§ The task
The output must match the entries below exactly, with pictures removed.

§ Material for the task
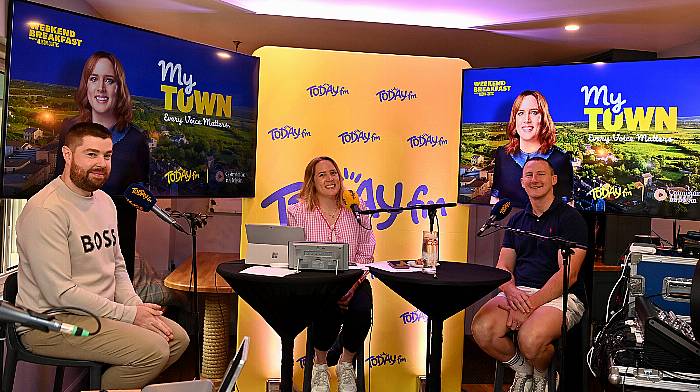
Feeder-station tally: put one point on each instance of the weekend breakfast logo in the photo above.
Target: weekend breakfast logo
(181, 90)
(52, 36)
(487, 88)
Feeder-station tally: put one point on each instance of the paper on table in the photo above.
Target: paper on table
(262, 270)
(383, 265)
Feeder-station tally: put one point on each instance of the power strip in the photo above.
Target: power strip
(640, 247)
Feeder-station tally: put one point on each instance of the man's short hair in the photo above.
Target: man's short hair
(543, 160)
(76, 133)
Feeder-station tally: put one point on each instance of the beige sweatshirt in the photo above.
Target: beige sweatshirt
(69, 254)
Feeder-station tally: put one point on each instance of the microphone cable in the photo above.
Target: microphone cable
(66, 310)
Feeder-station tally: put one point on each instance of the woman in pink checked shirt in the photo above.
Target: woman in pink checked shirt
(325, 218)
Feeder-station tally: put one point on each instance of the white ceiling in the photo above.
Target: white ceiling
(509, 32)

§ Response to this exercise
Feeder-station tally: put one point on each instance of the weekend breakfast logo in the photo above.
Target: weekend breakfast logo
(181, 90)
(52, 36)
(487, 88)
Feeder-station tally: put one point on each instance of the paper on table in the photo above.
Target: paper on table
(262, 270)
(383, 265)
Feeder-station tally: put one point on each instance of the power strip in the photo above.
Target: power strip
(640, 247)
Feeder-station tally: put one point on each instance of the man's short hair in the photo above.
Target: man's short hair
(543, 160)
(76, 133)
Feeder-station tally: put one point on each instance of the beige sweatshirt in the photo above.
Target: beige sweatshirt
(69, 254)
Feeder-station tally: put one point on each instance of the microphone cable in the photo above.
Target: microphone cable
(66, 310)
Feeder-station tally: put one point on each instance of the woman in pink checked shirt in the photo above.
Target: woman in pink checked shirt
(325, 218)
Feeder-station tally: put one point on each instance of the white ceiling in the photo above.
Target: white ceiling
(509, 32)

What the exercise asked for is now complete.